**Task directions**
Search the material below for "shirt" and copy every line where it occurs.
───── Recorded information ─────
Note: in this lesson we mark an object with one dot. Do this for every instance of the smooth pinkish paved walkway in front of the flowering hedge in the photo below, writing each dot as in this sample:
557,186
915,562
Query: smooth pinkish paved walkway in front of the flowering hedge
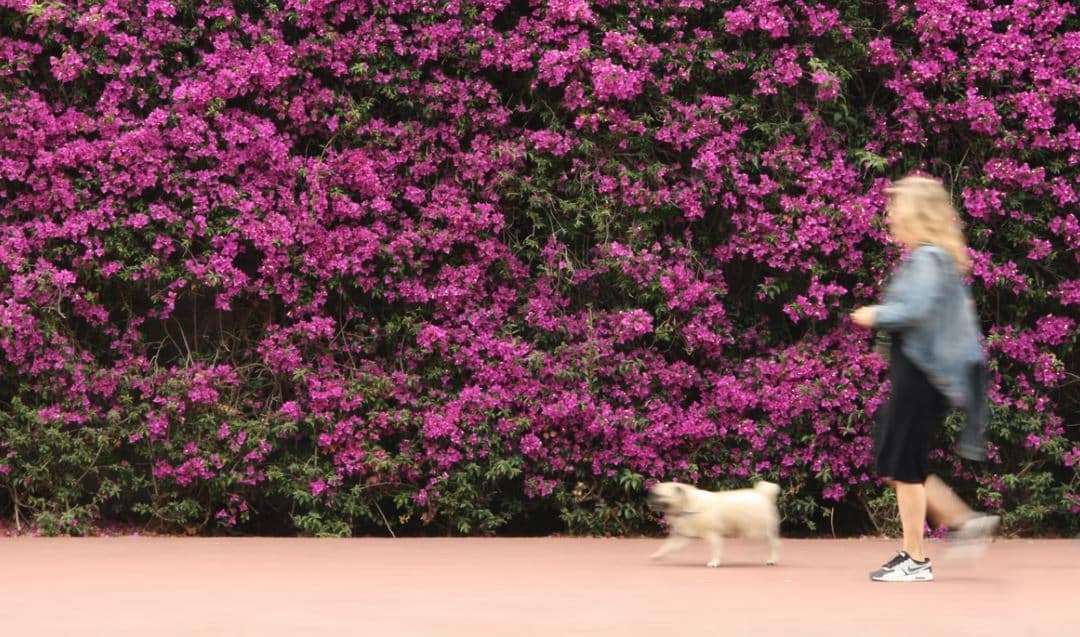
550,587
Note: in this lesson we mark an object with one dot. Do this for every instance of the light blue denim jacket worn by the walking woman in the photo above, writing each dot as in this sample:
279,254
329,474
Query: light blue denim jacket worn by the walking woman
928,302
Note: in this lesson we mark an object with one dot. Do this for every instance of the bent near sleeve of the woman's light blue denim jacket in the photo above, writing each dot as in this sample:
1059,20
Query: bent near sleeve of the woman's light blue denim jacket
913,293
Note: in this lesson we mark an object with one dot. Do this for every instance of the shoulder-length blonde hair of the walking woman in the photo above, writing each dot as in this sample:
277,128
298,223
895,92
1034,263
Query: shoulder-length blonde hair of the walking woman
929,215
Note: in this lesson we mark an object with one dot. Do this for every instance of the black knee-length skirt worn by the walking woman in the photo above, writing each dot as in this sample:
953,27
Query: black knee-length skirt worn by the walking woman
909,424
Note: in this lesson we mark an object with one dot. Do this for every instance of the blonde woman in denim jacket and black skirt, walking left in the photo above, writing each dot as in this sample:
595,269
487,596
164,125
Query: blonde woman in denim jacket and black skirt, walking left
937,361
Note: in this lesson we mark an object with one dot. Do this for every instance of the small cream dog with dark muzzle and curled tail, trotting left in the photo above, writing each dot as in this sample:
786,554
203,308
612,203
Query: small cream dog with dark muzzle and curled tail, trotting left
714,516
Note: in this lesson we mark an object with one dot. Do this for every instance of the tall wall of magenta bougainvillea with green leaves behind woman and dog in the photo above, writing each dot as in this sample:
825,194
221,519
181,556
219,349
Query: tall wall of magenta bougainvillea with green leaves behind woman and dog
440,266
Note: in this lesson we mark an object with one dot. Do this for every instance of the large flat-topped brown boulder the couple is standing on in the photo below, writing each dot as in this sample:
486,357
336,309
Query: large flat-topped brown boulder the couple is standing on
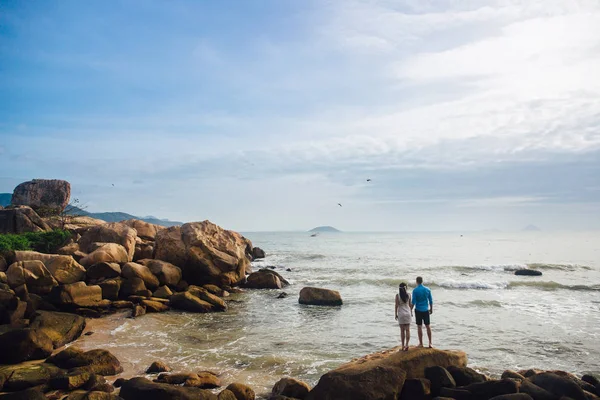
381,375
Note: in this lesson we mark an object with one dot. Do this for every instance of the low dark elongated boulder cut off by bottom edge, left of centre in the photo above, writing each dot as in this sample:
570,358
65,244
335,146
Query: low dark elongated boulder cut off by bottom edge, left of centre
142,388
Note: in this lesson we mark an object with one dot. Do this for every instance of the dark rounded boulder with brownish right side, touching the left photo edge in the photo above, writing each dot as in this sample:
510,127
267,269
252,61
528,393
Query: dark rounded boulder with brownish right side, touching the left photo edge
24,344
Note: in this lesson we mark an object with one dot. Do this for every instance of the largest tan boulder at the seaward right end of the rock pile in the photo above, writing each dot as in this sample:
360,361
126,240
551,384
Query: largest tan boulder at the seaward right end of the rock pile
206,253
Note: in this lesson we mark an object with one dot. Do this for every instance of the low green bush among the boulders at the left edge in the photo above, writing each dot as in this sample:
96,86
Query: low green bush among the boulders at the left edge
44,242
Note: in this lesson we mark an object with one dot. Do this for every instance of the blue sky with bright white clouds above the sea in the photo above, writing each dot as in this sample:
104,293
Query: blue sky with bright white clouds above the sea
264,115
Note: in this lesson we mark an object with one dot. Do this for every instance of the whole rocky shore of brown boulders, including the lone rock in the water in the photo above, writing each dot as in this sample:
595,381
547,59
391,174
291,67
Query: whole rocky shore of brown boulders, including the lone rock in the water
47,299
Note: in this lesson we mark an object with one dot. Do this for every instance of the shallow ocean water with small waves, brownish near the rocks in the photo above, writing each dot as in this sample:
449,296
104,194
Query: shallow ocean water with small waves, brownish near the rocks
500,320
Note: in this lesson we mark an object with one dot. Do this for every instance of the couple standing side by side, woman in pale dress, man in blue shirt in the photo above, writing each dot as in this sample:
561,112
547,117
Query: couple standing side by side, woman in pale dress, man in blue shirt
─────
**Reply**
Note: in this lesson we mark an object with one dot. Do this for every instance of the couple standing side by side, woman in pale dress, man in blue shirt in the photo above, writing each dot as in this sample:
Query: couple standing side by side, woman in pale dress, man in blue shirt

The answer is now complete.